■ **Excerpt provided**:
====

Handling CJK Input in SDL2

This one is actually some old content I did one and a half years ago; I thought it deserved to be here instead of rotting away in my repo that no one watches. I switched back to Arch Linux this summer after using Windows for two and a half years; the code works regardless (at least under KDE with fcitx+RIME).

The original turtorial does not mention handling CJK (or any kind of text outside the range of ISO 8859 characters), but depending on what your goal is, this can be an issue. This turtorial is intended as a complement for that.

The font used here is called "Cubic 11", which can be found here:

https://github.com/ACh-K/Cubic-11

You can replace it with other fonts that support CJK (e.g. GNU Unifont).

NOTE THAT the code here will be mostly (if not all) in Python. Different from C/C++, Python differentiates strings (simply called "string"s in Python) and byte sequences (called "bytestring"s in Python), so you have to consider that as well if you're doing this in those languages.

Rendering Unicode text

The original code of LTexture::loadFromRenderedText uses TTF_RenderText_Solid. Replace it with TTF_RenderUTF8_Solid. There are also TTF_RenderUNICODE_* functions, but it's UCS-2 (which means more hassle to use).

Caret for text input

Let's extend the original turtorial code for text input a little further by adding a caret. You have to use a better data structure like gap buffer or piece table if you want to write a full-fledged text input component, but for this example we'll go with the simplest way.

# ...
g_window = None
g_renderer = None
g_font = None
g_prompt = LTexture()
g_text_piece1 = LTexture()
g_text_piece2 = LTexture()
# ...

    # ...
    text = ''
    text_caret = 0
    # ...
    while sdl2.SDL_PollEvent(ctypes.byref(e)) != 0:
        #...

====

■ **Items**:
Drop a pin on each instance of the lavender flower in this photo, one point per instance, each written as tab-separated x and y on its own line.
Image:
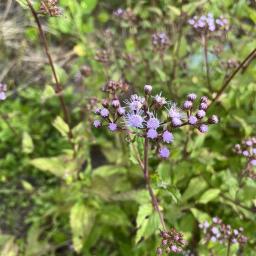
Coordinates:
3	89
167	137
153	123
152	134
112	127
147	89
97	123
104	112
203	128
164	152
134	120
192	120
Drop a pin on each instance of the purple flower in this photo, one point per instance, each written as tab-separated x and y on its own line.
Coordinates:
135	103
175	112
203	106
245	153
203	128
152	134
115	103
147	89
253	162
134	120
153	123
96	123
158	99
121	111
213	119
164	152
192	96
192	120
176	122
104	112
200	114
3	89
187	104
112	127
167	137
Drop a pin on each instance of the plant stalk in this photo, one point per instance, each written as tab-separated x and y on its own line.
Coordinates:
147	179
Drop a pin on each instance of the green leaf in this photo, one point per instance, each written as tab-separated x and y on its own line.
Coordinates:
61	166
47	93
61	126
199	215
81	221
27	143
209	195
196	186
10	248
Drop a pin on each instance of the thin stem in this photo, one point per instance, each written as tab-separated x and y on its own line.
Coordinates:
205	44
147	179
229	246
58	87
244	64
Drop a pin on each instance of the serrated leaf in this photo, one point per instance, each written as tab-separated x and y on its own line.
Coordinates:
81	221
196	186
47	93
209	195
61	166
61	126
27	143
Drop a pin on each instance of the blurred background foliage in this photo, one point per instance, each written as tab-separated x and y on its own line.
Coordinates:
94	202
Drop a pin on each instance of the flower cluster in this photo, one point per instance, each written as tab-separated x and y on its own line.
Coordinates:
49	7
207	23
160	41
151	117
172	242
124	14
247	149
3	89
103	56
222	233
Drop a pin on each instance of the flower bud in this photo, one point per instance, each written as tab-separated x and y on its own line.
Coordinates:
148	89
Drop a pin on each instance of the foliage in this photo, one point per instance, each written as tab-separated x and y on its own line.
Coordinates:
70	189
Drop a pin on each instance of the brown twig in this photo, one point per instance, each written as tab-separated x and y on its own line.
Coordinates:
58	87
244	64
205	44
147	179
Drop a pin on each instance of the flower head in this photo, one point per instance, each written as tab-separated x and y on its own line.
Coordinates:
134	120
167	137
153	123
96	123
164	152
112	127
152	134
3	89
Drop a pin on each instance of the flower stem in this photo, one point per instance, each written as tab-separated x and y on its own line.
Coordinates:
58	87
147	179
226	82
205	44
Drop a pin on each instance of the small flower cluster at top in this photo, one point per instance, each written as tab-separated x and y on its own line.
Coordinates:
3	90
222	233
172	242
248	150
152	117
49	7
124	14
207	23
160	41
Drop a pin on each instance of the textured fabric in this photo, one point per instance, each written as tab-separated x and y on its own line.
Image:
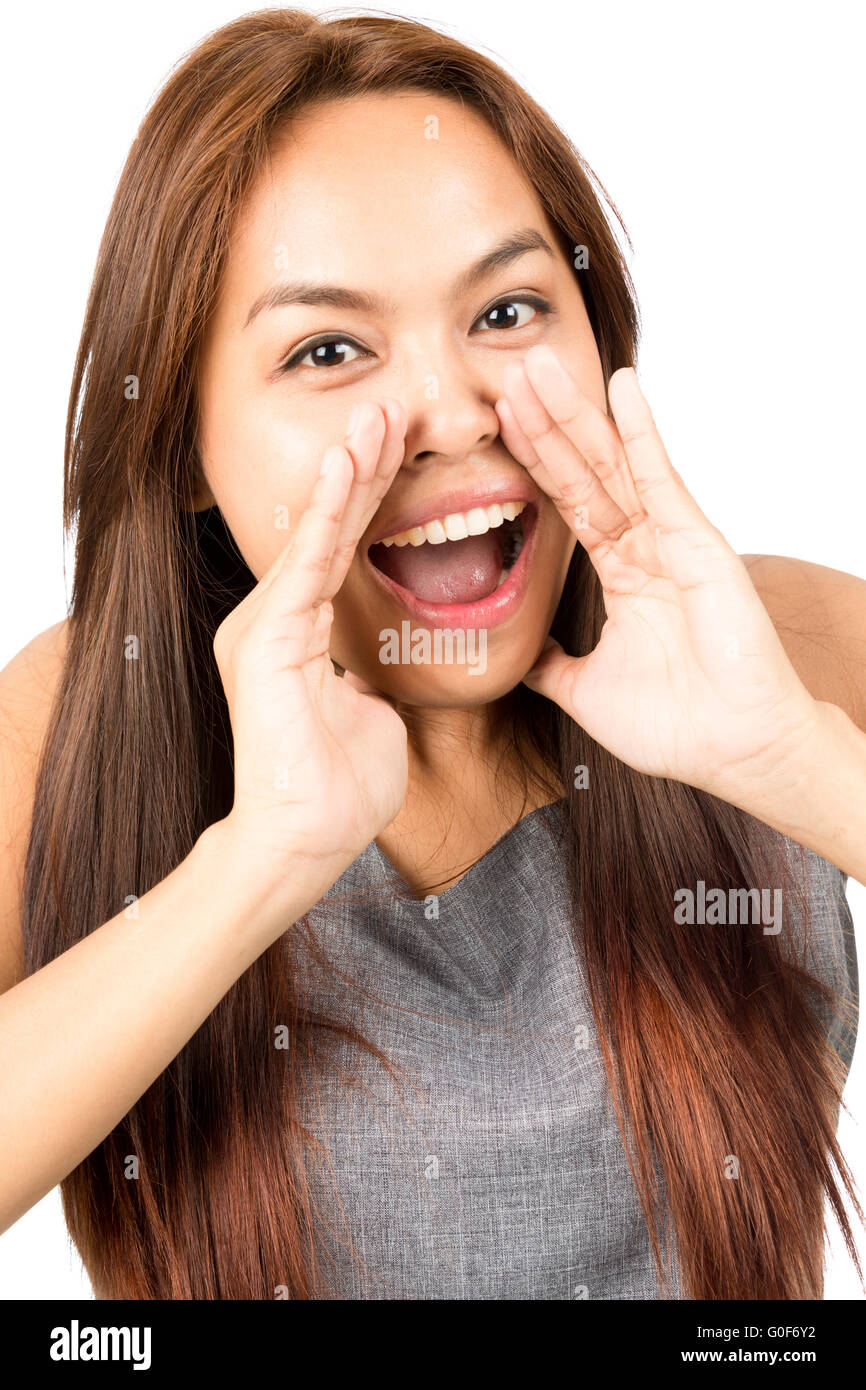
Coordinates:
496	1171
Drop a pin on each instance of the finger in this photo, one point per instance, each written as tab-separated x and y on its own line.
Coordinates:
364	687
520	446
662	492
376	445
555	676
590	430
578	494
302	578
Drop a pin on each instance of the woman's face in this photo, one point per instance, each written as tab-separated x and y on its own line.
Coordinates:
396	199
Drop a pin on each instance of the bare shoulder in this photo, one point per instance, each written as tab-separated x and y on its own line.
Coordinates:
28	685
820	617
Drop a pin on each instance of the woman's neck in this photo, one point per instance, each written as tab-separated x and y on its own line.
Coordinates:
467	787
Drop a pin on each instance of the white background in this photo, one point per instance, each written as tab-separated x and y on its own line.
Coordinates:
730	138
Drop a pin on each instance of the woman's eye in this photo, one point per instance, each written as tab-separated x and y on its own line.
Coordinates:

====

Reproduce verbatim the part of the SDL2 CJK input text between "Handling CJK Input" and "KDE with fcitx+RIME).", inclusive. Rely only on the text about CJK input in SDL2.

Handling CJK Input in SDL2

This one is actually some old content I did one and a half years ago; I thought it deserved to be here instead of rotting away in my repo that no one watches. I switched back to Arch Linux this summer after using Windows for two and a half years; the code works regardless (at least under KDE with fcitx+RIME).